[GIVEN INFORMATION]
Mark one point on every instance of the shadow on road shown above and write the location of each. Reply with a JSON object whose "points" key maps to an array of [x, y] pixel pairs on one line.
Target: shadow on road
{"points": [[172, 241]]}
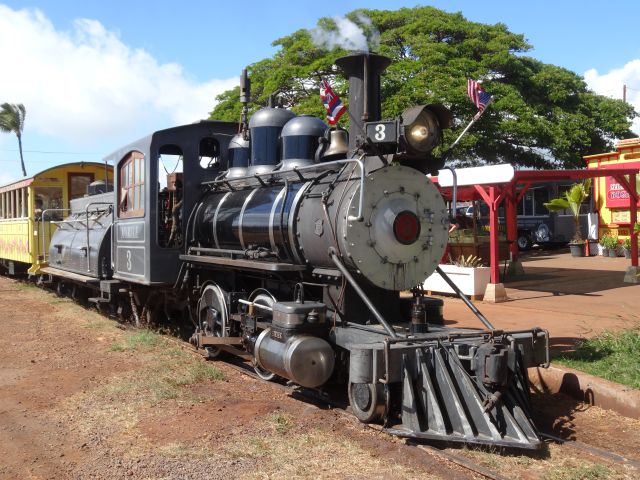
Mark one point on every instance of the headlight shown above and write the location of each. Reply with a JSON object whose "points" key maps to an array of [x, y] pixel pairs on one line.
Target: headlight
{"points": [[422, 127]]}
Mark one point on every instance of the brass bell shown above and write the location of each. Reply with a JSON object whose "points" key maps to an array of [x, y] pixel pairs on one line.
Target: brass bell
{"points": [[338, 144]]}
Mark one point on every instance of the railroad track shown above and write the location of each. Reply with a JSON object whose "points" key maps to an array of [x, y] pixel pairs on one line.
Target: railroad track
{"points": [[459, 460]]}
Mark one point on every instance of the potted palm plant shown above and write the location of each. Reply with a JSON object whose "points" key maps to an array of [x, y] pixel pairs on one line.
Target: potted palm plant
{"points": [[626, 247], [572, 199]]}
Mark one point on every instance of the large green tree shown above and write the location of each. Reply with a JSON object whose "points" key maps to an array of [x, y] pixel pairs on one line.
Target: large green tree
{"points": [[543, 116], [12, 121]]}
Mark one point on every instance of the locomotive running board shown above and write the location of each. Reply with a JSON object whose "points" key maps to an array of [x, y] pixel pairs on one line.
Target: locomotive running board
{"points": [[441, 401]]}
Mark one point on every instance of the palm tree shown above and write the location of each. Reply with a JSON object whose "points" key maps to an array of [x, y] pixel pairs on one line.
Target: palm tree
{"points": [[572, 199], [12, 120]]}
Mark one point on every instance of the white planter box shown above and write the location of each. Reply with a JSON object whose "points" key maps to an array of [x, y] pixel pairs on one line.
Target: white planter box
{"points": [[472, 281]]}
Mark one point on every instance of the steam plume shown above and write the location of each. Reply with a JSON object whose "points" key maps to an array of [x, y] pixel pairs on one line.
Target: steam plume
{"points": [[347, 35]]}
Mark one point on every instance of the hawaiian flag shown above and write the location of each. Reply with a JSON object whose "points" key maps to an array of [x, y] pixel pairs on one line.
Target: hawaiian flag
{"points": [[331, 102], [478, 96]]}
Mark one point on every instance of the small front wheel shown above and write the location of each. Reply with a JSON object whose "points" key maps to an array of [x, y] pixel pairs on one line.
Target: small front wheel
{"points": [[369, 401]]}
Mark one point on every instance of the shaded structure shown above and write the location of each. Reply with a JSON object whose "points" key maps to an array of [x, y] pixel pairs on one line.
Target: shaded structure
{"points": [[512, 191]]}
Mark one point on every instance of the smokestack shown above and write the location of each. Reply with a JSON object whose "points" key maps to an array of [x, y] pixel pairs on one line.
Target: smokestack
{"points": [[363, 71]]}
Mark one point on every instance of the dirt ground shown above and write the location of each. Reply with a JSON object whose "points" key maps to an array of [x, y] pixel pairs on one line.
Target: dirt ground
{"points": [[81, 397]]}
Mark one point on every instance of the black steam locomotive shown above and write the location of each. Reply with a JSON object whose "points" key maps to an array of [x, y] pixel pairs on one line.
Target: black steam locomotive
{"points": [[289, 243]]}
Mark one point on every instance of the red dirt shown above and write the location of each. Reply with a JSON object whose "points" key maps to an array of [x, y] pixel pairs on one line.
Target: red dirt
{"points": [[53, 361]]}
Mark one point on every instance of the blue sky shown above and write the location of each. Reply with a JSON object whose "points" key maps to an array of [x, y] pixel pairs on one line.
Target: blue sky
{"points": [[94, 74]]}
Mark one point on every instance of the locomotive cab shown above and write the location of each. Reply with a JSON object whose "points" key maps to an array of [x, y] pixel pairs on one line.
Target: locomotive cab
{"points": [[157, 183]]}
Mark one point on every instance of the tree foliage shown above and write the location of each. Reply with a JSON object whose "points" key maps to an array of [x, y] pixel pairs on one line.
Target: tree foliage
{"points": [[572, 199], [542, 116], [12, 121]]}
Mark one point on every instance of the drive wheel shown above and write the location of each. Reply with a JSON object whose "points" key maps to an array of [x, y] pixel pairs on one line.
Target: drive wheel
{"points": [[369, 401], [213, 316]]}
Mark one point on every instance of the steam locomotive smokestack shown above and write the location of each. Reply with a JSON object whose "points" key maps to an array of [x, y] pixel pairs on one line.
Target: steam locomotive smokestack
{"points": [[363, 71]]}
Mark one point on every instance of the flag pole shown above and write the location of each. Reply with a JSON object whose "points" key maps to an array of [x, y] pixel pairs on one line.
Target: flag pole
{"points": [[475, 118]]}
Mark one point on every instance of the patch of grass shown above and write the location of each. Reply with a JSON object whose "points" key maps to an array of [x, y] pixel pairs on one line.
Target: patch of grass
{"points": [[281, 422], [142, 340], [314, 454], [100, 324], [25, 286], [163, 377], [612, 356], [582, 472]]}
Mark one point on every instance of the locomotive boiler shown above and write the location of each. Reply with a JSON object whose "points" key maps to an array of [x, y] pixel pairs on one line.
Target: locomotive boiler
{"points": [[302, 249]]}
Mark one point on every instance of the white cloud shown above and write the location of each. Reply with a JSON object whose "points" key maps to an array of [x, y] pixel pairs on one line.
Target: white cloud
{"points": [[87, 84], [611, 84]]}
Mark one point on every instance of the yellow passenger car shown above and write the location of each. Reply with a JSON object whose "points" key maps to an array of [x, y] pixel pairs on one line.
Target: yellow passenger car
{"points": [[24, 233]]}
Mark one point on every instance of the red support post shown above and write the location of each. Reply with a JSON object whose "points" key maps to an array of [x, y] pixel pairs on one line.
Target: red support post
{"points": [[511, 219], [493, 236], [633, 213]]}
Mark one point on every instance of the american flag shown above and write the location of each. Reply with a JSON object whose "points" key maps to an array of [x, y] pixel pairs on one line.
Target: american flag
{"points": [[331, 102], [478, 96]]}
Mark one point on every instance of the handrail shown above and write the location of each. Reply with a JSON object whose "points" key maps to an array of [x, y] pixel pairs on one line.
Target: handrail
{"points": [[86, 211], [42, 219]]}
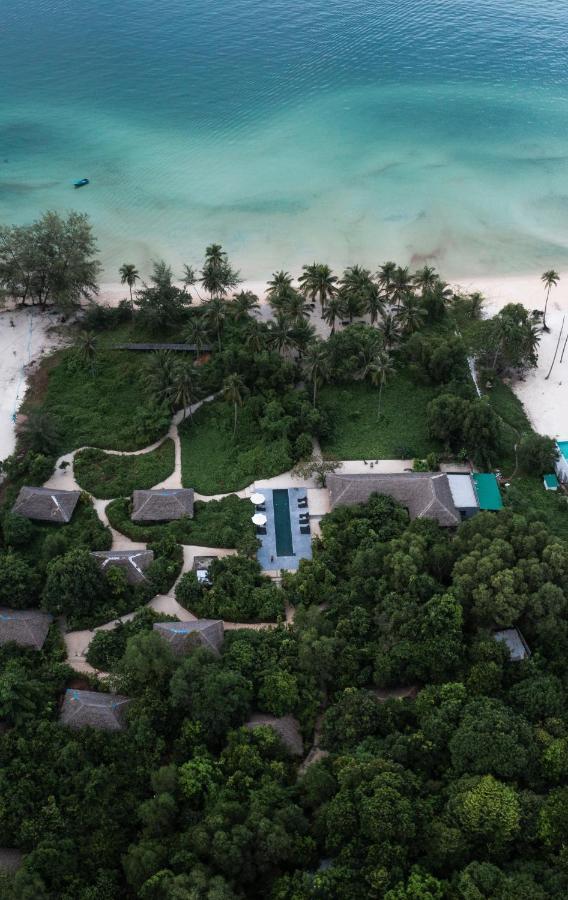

[INSTRUCTION]
Count the lines of the listing above that contain the string "headlight", treating uppercase and lowercase as different. Reply with the number alone.

[OUTPUT FOR THIS TASK]
2